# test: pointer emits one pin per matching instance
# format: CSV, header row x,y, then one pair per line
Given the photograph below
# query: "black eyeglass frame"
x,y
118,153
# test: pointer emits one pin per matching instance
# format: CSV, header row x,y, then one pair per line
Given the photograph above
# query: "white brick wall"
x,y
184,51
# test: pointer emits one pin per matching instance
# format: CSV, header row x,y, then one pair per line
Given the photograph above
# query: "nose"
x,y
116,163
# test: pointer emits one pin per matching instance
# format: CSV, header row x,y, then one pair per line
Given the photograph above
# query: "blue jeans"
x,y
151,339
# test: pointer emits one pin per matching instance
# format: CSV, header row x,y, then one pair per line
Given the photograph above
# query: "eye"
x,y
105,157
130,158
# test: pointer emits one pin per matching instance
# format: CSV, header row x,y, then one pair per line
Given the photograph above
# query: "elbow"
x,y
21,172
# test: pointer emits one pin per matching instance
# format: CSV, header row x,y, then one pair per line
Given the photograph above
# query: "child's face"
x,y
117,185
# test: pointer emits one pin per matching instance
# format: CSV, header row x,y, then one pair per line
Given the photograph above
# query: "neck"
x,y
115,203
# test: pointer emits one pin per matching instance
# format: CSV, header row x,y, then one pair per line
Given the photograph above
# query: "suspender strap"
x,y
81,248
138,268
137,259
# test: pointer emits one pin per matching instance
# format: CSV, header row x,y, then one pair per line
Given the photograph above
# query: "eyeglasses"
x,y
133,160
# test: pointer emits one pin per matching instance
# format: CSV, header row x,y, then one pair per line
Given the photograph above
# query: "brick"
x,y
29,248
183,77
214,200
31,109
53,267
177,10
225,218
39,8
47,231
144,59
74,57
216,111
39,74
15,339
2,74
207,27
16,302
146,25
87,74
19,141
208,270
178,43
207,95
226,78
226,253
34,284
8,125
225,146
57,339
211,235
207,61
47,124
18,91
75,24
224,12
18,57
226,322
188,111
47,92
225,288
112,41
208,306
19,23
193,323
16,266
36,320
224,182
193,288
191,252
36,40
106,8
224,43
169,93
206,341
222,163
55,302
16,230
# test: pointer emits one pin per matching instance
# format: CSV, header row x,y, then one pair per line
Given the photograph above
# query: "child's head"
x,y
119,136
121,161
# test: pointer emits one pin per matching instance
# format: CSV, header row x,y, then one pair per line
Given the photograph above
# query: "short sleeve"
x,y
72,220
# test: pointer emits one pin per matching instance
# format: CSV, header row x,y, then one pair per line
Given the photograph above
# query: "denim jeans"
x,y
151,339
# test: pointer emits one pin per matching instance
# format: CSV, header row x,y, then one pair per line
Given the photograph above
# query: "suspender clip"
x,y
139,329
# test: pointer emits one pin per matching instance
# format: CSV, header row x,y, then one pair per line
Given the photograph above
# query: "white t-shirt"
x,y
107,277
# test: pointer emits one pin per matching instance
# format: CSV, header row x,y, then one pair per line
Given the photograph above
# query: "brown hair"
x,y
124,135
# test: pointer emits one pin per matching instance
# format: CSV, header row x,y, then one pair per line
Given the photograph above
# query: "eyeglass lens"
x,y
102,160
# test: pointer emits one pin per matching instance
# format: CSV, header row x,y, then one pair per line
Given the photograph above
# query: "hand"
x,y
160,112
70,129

──────

A complete, exact copy of the records is what is needed.

• **SOLUTION TO THE EXERCISE**:
# test: pointer emits one pin per matching instance
# format: CSV, header row x,y, then one pair per line
Given the photograph below
# query: "black eyeglass frame"
x,y
118,153
# test: pointer emits one pin per matching instance
# format: CSV, header row x,y, then one pair per line
Given the photograph above
# query: "white brick wall"
x,y
184,51
# test: pointer emits one pin per matching instance
# format: CSV, header row x,y, then one pair per line
Given the photograph above
# query: "nose"
x,y
116,163
# test: pointer emits one pin per matching instance
# format: CSV, header row x,y, then one pair per line
Given the photograph above
# query: "blue jeans"
x,y
151,339
# test: pointer emits one pin per matching instance
# format: CSV, header row x,y, then one pair per line
Given the photograph above
# query: "eye"
x,y
105,157
130,158
# test: pointer emits one pin per matching instance
# format: CSV, header row x,y, then one pair per line
Given the photograph above
# query: "elbow"
x,y
21,172
# test: pointer emits one pin per matching instance
# format: CSV, header row x,y, then one pair per line
Given the photograph above
# query: "child's face"
x,y
117,185
# test: pointer emits one pin per matching instance
# format: CSV, header row x,y, then one pair per line
Given the photograph above
# query: "neck"
x,y
115,203
# test: pointer emits one pin per matching instance
# format: CSV, header row x,y, then one pair per line
Given the photograph above
# query: "suspender strap"
x,y
81,248
138,268
137,259
# test: pointer emits one pin per matching instance
# format: CSV, header row x,y, then one pair per line
Given the photograph above
# query: "eyeglasses"
x,y
133,160
# test: pointer emits one pin per matching instance
# format: CSV, header row x,y, then one pair per line
Given the photograph above
# query: "brick"
x,y
29,248
183,77
214,200
31,109
53,267
177,10
225,218
39,8
47,231
144,59
74,57
216,111
39,74
15,339
2,74
207,27
16,302
146,25
87,74
19,141
208,270
178,43
207,95
226,78
226,253
34,284
8,125
225,146
57,339
211,235
207,61
47,124
18,91
75,24
224,12
18,57
226,322
188,111
47,92
225,288
112,41
208,306
19,23
193,323
16,266
36,320
224,182
193,288
191,252
36,40
106,8
224,43
169,93
206,341
222,163
55,302
16,230
# test: pointer emits one pin per matching instance
# format: CSV, header row x,y, then one pair per line
Given the photograph above
# query: "child's head"
x,y
119,136
121,161
# test: pointer emits one pin per matching instance
# format: CSV, header row x,y, then one pair per line
Given the photograph above
# query: "short sleeve"
x,y
72,220
# test: pointer emits one pin per matching instance
# format: CSV, header row x,y, then one pair per line
Given the photograph above
# query: "denim jeans"
x,y
151,339
# test: pointer emits one pin per matching instance
# format: CSV, header row x,y, then one pair per line
Given the photograph above
# query: "suspender clip"
x,y
139,329
# test: pointer emits one pin per matching instance
# format: CSV, header row x,y, then one pair per line
Given the photograph above
# query: "white t-shirt"
x,y
107,277
# test: pointer emits one pin per matching instance
# format: CSV, header row x,y, then one pair per line
Given the photograph above
# query: "brown hair"
x,y
124,135
# test: pointer emits one pin per matching instance
# format: CSV, header row x,y, then one pair per line
Given the photograph above
# query: "eyeglass lens"
x,y
102,160
# test: pointer emits one pin per matching instance
# format: CSV, header row x,y, then one pair per line
Given the photograph above
# query: "hand"
x,y
160,112
70,129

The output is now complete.